What you have to do:
Word for word, restate each of the records below.

The data:
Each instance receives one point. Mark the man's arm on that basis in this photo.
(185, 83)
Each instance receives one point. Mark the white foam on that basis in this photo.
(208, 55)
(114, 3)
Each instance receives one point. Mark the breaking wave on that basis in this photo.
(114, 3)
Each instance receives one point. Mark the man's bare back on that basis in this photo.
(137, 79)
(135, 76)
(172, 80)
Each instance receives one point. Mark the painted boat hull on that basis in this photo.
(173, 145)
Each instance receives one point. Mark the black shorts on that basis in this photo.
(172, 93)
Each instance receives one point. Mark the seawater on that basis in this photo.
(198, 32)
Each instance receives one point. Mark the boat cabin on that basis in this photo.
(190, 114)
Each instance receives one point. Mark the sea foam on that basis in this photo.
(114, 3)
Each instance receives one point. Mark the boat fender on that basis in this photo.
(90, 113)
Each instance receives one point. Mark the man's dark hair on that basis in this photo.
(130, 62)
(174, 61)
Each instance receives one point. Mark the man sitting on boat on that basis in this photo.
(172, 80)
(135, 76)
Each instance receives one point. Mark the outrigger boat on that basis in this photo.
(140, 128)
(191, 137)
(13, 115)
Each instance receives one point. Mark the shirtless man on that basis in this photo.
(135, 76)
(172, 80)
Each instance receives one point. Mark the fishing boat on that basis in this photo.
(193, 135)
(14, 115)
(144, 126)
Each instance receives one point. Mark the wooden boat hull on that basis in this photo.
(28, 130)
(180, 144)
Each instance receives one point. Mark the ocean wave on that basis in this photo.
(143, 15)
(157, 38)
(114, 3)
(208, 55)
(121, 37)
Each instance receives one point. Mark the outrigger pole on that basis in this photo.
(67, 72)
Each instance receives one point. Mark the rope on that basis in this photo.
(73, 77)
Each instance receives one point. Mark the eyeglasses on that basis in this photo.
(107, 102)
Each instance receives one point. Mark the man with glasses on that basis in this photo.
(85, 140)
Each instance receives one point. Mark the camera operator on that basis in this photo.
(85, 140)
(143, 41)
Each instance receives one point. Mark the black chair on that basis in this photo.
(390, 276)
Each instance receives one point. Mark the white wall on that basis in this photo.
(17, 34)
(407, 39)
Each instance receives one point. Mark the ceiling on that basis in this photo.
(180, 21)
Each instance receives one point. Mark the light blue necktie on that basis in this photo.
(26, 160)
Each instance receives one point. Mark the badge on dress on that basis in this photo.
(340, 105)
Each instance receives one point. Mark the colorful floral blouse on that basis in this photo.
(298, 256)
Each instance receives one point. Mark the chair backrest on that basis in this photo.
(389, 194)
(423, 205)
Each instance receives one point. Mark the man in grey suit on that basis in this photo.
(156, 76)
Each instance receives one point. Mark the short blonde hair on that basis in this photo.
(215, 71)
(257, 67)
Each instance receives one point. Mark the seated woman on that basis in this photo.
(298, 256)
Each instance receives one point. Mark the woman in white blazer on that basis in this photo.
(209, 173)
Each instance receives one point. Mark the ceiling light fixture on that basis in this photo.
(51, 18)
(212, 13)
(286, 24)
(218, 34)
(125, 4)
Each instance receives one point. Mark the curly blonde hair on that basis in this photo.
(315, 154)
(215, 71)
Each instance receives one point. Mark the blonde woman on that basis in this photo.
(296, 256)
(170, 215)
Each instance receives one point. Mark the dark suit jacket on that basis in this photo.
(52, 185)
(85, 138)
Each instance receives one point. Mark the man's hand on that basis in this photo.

Task response:
Each instance receives one point. Mark the man's arm on that basis in this photo.
(185, 83)
Each instance receives one point. Mark the white foam on that basis in this photo.
(208, 55)
(114, 3)
Each instance receives one point. Mark the breaking wave on that basis in this photo.
(114, 3)
Each instance receives one point. Mark the man's bare back on that basis in this photo.
(137, 79)
(135, 76)
(172, 80)
Each instance receives one point. Mark the painted boat hull on that basis in this photo.
(173, 145)
Each instance receives one point. Mark the black shorts on that basis in this photo.
(172, 93)
Each instance receives one point. Mark the seawater on that basis in this photo.
(198, 32)
Each instance receives one point. Mark the boat cabin on that basis in this photo.
(190, 114)
Each instance receives one point. Mark the sea foam on that basis in this photo.
(114, 3)
Each instance receives one point. Mark the boat fender on that basis in this photo.
(90, 113)
Each instance receives one point. Mark the man's dark hair on that basis in this photo.
(130, 62)
(174, 61)
Each instance receives one point. Mark the man sitting on boat on that basis in this photo.
(172, 80)
(135, 76)
Each instance receives one point. Mark the outrigger boat on that basis in this photo.
(140, 128)
(191, 137)
(13, 115)
Each instance receives one point. Mark the shirtless man on that basis in this photo.
(135, 76)
(172, 80)
Each instance receives one point. Mark the fishing boat on that basis in this photo.
(193, 135)
(14, 115)
(144, 126)
Each instance receives one point. Mark the wooden boat hull on that basis in this photo.
(28, 130)
(180, 144)
Each instance receives one point. Mark the ocean wave on that basis in this photo.
(143, 15)
(157, 38)
(114, 3)
(208, 55)
(121, 37)
Each instance receives one point. Mark the outrigger pole on that basis in this photo.
(67, 72)
Each instance receives one point. Mark the rope on that basis in this photo.
(73, 77)
Each instance receives one point. Mark the eyeglasses on that basis in this photo.
(107, 102)
Each instance receives one point. Mark the man with glasses on that basis in this photo.
(85, 140)
Each instance receives one point. Mark the camera operator on that basis in this photo.
(85, 140)
(143, 41)
Each instance receives one point. Mark the black chair on that basis in this photo.
(390, 276)
Each instance receives one point. Mark the white wall on that basis in this photo.
(17, 34)
(407, 39)
Each instance receives one point. Mark the ceiling on that basis in this photo.
(180, 21)
Each instance receives one point. Mark the light blue necktie on that basis in this photo.
(26, 160)
Each instance receives one point. Mark the badge on dress on that basis in this photo.
(340, 105)
Each instance receives one point. Mark the colorful floral blouse on that basis in this photo.
(298, 256)
Each instance receives one point. Mark the chair backrest on that basis in this photo.
(389, 194)
(423, 205)
Each instance receives one point. Mark the man in grey suit on that basis in this photo.
(156, 76)
Each instance receives one point. Mark the short blonde hair on that basis in this photo.
(215, 71)
(257, 67)
Each instance receives one point. Mark the seated woman on that basis in this photo.
(298, 256)
Each instance receives one point. Mark the woman in white blazer on that basis in this photo.
(209, 173)
Each instance receives one point. Mark the ceiling light fixture on that basis in this photo.
(51, 18)
(212, 13)
(286, 24)
(218, 34)
(125, 4)
Each instance receives one point. Mark the curly blonde hair on that basis in this photo.
(315, 154)
(215, 71)
Each instance receives one point. Mark the blonde woman on that basis in this photo.
(296, 256)
(170, 215)
Each instance receives one point. Mark the dark suit jacket on that basis in this photo.
(52, 185)
(85, 138)
Each instance receives one point. Mark the man's hand on that basis in this photo.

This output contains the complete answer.